» WHAT YOU WILL DO: Reproduce the listing word for word, starting at its very first line and ending with the line that contains "753, 489, 905, 511", with both ends included. Leave out the pictures.

» MATERIAL PROVIDED:
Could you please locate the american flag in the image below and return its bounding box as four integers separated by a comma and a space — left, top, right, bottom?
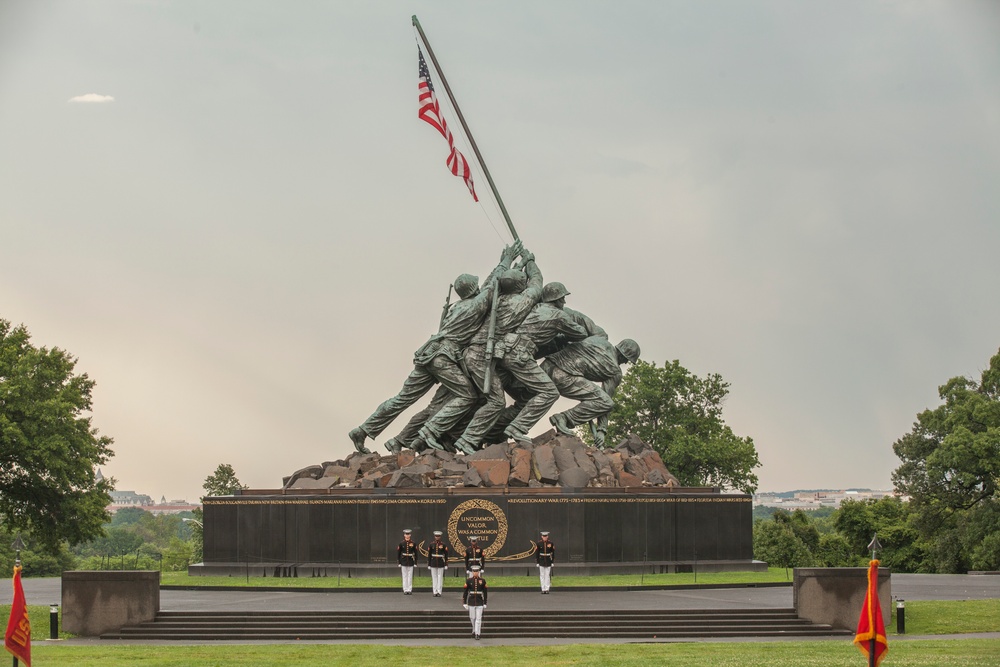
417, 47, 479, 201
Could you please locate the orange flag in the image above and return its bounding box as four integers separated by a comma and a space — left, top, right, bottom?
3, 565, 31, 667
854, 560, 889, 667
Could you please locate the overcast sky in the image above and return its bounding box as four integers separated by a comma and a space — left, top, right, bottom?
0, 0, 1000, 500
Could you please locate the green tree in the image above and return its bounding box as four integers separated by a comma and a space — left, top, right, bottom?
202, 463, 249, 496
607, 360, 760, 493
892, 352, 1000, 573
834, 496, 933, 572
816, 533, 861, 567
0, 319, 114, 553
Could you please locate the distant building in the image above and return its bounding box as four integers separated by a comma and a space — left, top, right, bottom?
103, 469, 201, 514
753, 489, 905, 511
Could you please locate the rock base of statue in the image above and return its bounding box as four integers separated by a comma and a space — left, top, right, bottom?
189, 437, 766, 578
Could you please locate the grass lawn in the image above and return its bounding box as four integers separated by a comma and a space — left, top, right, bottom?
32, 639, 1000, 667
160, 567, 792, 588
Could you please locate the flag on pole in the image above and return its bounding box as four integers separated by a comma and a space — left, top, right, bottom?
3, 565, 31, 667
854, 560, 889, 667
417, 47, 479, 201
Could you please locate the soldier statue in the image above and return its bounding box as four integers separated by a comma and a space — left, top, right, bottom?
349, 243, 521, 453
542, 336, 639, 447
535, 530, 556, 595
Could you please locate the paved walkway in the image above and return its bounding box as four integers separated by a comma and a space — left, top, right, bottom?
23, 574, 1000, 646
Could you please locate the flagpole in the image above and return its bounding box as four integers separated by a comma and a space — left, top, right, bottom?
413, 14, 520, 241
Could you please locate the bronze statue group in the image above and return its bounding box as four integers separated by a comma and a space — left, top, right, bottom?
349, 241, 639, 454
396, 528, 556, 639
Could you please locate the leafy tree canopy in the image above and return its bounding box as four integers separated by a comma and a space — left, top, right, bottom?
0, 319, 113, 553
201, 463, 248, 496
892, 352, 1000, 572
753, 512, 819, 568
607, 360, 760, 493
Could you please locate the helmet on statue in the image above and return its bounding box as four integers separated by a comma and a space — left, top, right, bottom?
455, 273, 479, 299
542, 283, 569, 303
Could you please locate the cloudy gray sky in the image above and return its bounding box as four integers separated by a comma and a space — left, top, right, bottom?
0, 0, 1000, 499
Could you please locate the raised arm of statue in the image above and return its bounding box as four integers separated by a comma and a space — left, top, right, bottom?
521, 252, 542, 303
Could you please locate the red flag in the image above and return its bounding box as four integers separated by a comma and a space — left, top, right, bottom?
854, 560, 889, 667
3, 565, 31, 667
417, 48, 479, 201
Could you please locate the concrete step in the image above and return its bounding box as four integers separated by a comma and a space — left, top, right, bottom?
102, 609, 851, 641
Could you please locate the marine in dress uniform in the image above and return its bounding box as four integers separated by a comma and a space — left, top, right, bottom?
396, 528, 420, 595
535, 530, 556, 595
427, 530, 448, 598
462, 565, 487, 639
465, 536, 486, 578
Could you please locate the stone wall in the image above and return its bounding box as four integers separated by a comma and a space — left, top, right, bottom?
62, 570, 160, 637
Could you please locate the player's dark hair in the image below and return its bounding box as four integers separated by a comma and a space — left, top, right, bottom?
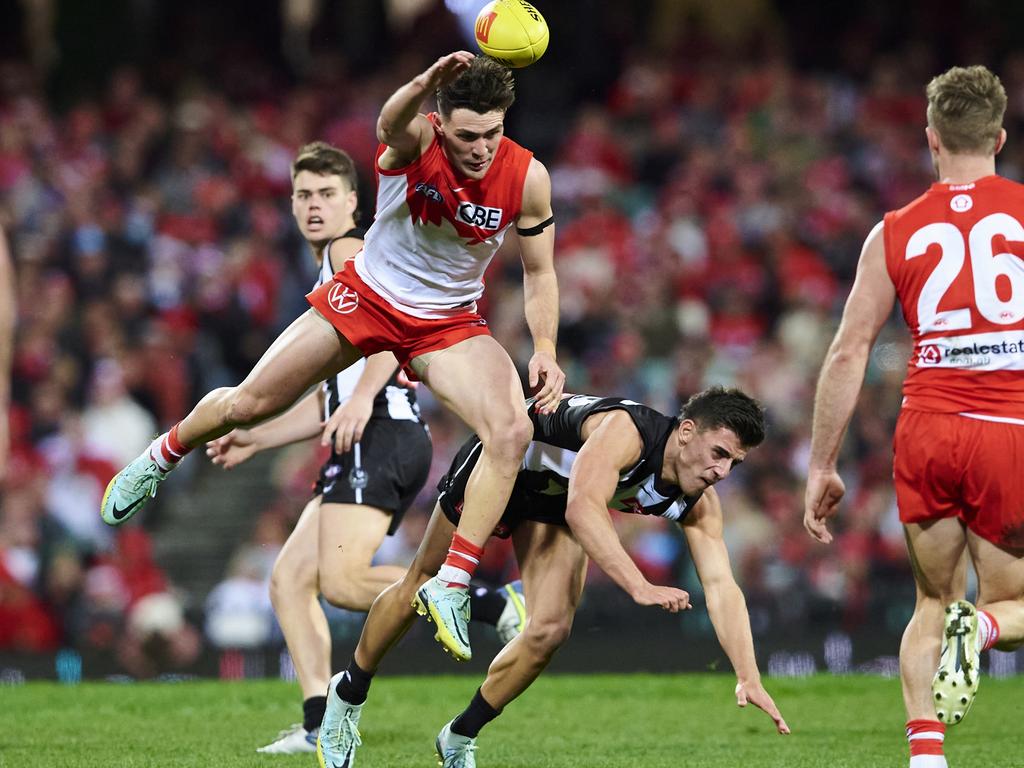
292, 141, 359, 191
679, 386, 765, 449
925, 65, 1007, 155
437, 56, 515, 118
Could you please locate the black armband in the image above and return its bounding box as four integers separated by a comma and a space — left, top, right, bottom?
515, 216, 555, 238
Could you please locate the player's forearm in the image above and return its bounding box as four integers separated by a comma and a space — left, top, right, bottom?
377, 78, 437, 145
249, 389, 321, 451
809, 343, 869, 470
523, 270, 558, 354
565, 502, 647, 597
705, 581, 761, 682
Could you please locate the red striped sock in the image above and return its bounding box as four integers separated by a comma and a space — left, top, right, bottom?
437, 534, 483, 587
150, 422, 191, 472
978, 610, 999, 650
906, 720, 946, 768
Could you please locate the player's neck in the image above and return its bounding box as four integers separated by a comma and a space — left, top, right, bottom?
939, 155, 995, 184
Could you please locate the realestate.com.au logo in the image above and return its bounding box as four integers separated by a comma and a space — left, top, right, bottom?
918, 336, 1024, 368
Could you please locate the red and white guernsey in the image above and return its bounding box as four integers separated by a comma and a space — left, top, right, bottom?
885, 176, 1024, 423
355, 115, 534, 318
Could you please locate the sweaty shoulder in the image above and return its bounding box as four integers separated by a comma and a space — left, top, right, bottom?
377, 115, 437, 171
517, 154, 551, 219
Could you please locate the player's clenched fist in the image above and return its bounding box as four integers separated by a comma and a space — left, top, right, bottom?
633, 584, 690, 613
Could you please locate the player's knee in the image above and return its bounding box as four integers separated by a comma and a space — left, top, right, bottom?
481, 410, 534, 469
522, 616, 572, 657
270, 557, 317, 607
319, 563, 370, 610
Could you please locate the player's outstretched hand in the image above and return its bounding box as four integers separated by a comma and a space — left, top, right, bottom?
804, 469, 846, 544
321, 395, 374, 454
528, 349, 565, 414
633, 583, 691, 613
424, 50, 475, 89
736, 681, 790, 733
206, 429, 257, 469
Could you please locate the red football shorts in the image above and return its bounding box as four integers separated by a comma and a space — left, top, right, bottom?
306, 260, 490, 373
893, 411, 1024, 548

» ANSWER:
Could you please locate the american flag in the image below and return its bounding box as four integers separated by a comma and a space — left, top, right, bottom?
417, 47, 479, 201
Could you please locate the orange flag in the image above and return its bounding box as four integers separated by a comma and a space — left, top, right, bottom?
3, 565, 31, 667
854, 560, 889, 667
Could you please locate the overcast sky in the image above and return its bounding box as four integers separated by a comma and a space — left, top, right, bottom?
0, 0, 1000, 500
Could you please locate the green tree in the image above and return its bounding box as four integers separated by a comma and a space — left, top, right, bottom?
202, 463, 249, 496
607, 360, 760, 493
892, 352, 1000, 573
834, 496, 933, 572
816, 533, 861, 567
0, 319, 114, 553
Could you please locate the distant building in the image above and return its bounding box as four integers separated by a comma and a space — left, top, right, bottom?
103, 469, 201, 514
753, 489, 905, 511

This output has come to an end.